# start of Data provided
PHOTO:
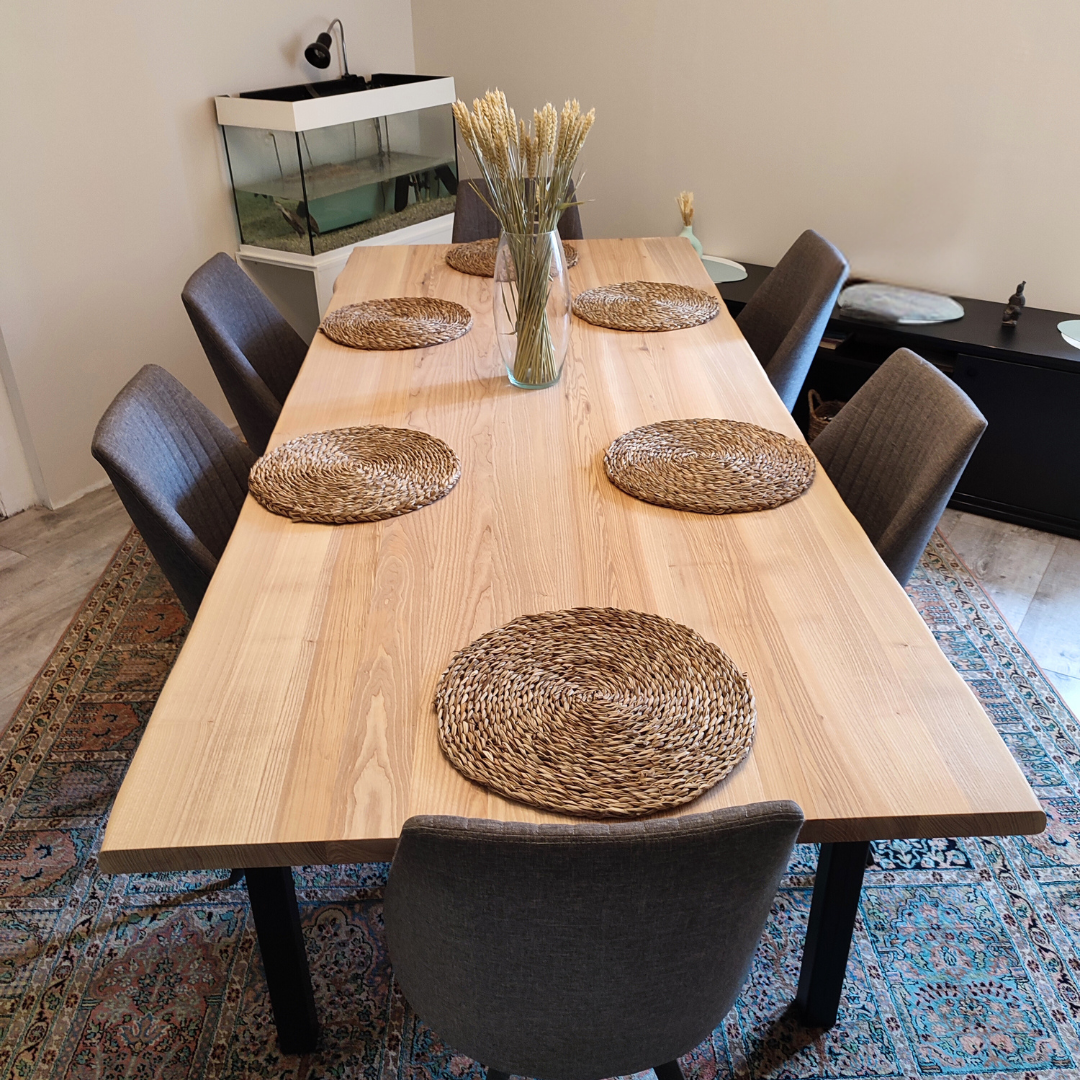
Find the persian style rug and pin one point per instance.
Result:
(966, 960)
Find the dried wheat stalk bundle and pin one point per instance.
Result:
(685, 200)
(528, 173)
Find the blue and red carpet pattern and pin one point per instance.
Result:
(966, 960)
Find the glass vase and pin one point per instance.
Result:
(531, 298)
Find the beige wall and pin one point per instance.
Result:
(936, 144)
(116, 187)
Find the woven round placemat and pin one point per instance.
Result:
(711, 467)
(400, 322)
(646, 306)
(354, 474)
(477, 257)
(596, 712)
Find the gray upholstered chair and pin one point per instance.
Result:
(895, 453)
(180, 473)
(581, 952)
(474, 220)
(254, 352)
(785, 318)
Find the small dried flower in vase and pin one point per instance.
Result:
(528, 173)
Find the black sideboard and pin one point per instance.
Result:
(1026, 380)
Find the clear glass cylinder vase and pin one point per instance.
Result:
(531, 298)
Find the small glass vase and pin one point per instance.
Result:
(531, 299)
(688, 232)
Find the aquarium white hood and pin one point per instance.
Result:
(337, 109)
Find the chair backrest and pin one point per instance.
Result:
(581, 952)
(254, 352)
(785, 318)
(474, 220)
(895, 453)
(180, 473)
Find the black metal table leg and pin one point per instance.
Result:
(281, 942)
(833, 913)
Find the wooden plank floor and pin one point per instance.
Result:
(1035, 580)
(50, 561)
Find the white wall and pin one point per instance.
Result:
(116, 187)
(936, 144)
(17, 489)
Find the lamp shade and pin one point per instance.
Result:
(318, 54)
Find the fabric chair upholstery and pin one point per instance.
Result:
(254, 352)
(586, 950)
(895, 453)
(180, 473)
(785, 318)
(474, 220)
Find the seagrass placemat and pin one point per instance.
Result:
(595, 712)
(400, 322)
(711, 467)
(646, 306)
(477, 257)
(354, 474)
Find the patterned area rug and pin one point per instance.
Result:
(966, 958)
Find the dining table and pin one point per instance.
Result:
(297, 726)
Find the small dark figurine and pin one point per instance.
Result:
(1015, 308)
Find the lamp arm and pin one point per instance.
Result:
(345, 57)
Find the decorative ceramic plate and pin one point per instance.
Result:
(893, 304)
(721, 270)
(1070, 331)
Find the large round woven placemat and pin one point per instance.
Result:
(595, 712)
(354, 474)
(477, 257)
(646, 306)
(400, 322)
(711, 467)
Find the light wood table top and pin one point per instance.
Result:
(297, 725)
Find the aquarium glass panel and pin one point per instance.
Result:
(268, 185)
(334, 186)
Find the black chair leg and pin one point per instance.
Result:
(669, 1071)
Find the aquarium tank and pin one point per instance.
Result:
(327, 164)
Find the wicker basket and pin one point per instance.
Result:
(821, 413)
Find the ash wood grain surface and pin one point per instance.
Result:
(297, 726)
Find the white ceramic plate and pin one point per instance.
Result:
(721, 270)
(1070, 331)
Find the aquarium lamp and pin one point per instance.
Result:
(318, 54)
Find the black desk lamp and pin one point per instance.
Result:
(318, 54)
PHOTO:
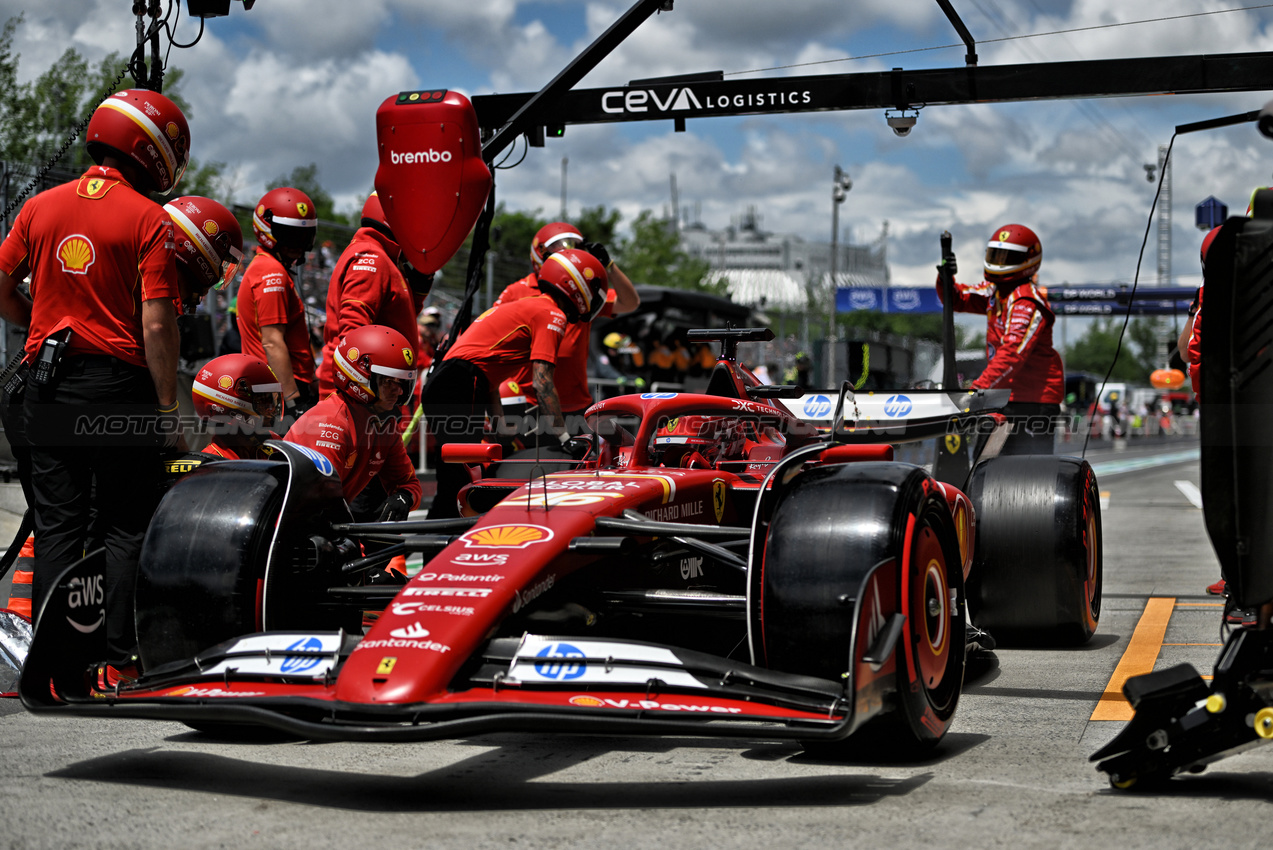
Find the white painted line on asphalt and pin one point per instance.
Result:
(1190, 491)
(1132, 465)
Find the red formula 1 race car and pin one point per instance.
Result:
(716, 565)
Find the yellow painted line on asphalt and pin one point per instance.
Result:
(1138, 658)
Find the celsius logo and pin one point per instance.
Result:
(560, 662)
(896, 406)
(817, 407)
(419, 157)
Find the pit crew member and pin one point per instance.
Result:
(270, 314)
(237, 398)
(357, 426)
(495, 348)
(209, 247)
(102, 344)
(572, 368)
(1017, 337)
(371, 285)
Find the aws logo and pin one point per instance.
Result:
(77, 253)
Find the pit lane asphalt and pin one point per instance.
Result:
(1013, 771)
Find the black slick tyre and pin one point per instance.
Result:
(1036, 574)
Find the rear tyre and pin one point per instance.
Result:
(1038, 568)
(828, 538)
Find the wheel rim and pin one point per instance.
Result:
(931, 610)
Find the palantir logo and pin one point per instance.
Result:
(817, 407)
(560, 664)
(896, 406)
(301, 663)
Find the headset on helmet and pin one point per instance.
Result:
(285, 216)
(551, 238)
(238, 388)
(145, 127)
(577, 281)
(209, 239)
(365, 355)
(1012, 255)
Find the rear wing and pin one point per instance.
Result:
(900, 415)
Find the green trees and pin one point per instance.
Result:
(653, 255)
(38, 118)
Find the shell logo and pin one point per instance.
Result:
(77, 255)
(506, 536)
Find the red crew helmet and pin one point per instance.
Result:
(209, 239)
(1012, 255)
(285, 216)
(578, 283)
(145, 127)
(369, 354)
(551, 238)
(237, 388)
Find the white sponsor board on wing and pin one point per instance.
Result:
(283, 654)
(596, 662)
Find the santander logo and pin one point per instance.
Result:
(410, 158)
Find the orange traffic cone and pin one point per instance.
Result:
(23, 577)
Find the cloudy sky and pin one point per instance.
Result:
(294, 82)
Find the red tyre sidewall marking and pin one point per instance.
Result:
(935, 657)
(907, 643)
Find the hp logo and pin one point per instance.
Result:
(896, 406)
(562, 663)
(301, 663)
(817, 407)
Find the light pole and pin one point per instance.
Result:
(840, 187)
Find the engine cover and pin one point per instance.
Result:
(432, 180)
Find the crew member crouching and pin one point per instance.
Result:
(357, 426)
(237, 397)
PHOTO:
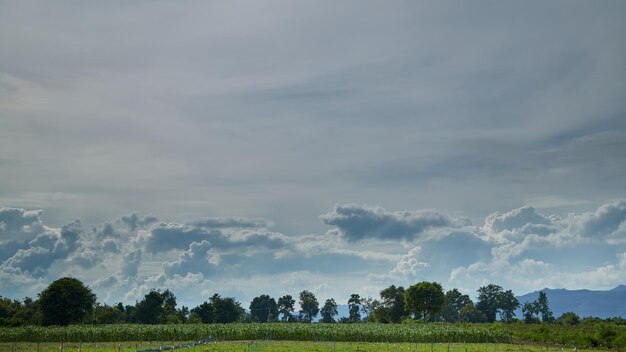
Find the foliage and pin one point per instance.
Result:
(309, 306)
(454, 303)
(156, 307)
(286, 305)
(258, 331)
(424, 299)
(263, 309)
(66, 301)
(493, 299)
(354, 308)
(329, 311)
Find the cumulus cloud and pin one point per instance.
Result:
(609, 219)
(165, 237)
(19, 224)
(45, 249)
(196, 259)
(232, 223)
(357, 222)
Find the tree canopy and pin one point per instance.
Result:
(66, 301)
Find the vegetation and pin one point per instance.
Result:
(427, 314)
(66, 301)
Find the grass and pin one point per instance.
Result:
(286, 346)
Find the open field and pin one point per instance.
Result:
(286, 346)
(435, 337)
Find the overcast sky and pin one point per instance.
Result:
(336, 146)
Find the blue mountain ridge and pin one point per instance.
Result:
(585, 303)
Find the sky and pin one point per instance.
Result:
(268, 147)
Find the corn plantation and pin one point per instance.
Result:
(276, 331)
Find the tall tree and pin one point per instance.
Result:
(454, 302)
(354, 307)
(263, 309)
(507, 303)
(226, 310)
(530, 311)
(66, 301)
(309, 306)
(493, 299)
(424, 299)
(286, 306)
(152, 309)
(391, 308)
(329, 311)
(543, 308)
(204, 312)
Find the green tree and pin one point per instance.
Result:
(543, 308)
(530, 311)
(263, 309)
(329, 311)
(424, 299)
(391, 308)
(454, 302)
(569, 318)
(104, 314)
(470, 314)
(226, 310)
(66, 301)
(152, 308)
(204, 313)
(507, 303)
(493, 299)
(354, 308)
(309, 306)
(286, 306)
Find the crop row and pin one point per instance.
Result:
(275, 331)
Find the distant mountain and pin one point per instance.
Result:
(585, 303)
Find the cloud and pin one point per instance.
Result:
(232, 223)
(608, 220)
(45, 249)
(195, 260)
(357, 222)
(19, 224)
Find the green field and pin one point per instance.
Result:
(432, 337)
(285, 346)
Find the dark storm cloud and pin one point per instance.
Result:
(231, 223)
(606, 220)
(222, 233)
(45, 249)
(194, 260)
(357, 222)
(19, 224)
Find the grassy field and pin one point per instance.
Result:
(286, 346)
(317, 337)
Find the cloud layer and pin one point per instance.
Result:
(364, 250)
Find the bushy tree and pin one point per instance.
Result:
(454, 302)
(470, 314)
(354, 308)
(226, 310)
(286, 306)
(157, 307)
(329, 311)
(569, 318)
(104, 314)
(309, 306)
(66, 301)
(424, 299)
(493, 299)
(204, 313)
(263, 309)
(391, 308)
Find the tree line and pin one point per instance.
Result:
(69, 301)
# end of Data provided
▶ Short problem
Write out the lines above from the one containing "Find the overcast" through the last, exactly as they are.

▶ Correct response
Find the overcast sky and pin one point per instance.
Result:
(336, 146)
Find the blue mountain ridge and pin one point per instance.
Result:
(585, 303)
Find the sky and pin one point per instance.
Result:
(268, 147)
Find the corn plantation and pin one point per instance.
Result:
(276, 331)
Find the tall tree and pin one point per instance.
Result:
(454, 302)
(354, 307)
(263, 309)
(507, 303)
(226, 310)
(530, 311)
(66, 301)
(309, 306)
(493, 299)
(424, 299)
(286, 306)
(152, 309)
(391, 308)
(329, 311)
(543, 308)
(204, 312)
Find the green tree and pin one point per instance.
Result:
(543, 308)
(530, 311)
(263, 309)
(329, 311)
(424, 299)
(391, 308)
(454, 302)
(569, 318)
(104, 314)
(470, 314)
(226, 310)
(66, 301)
(152, 308)
(204, 313)
(507, 303)
(493, 299)
(354, 308)
(309, 306)
(286, 306)
Find the crop row and pin one point per instance.
Result:
(275, 331)
Find the distant mountain and pin one point per instance.
Result:
(585, 303)
Find the cloud and pin one point per instance.
Result:
(232, 223)
(608, 220)
(45, 249)
(195, 260)
(357, 222)
(19, 224)
Find the green field and pin one point per instance.
Result:
(432, 337)
(285, 346)
Find the dark storm cloud and pin one point per instance.
Result:
(231, 223)
(606, 220)
(222, 233)
(45, 249)
(194, 260)
(357, 222)
(19, 224)
Find the grassy field and pin one point per instance.
Result:
(286, 346)
(317, 337)
Find the cloud layer and pin one point per instance.
Result:
(364, 250)
Find the bushy tree and pin one point per instance.
Result:
(454, 302)
(470, 314)
(354, 308)
(226, 310)
(286, 306)
(157, 307)
(329, 311)
(569, 318)
(104, 314)
(309, 306)
(66, 301)
(424, 299)
(493, 299)
(204, 313)
(263, 309)
(391, 308)
Find the tree line and pin one point per instance.
Result:
(69, 301)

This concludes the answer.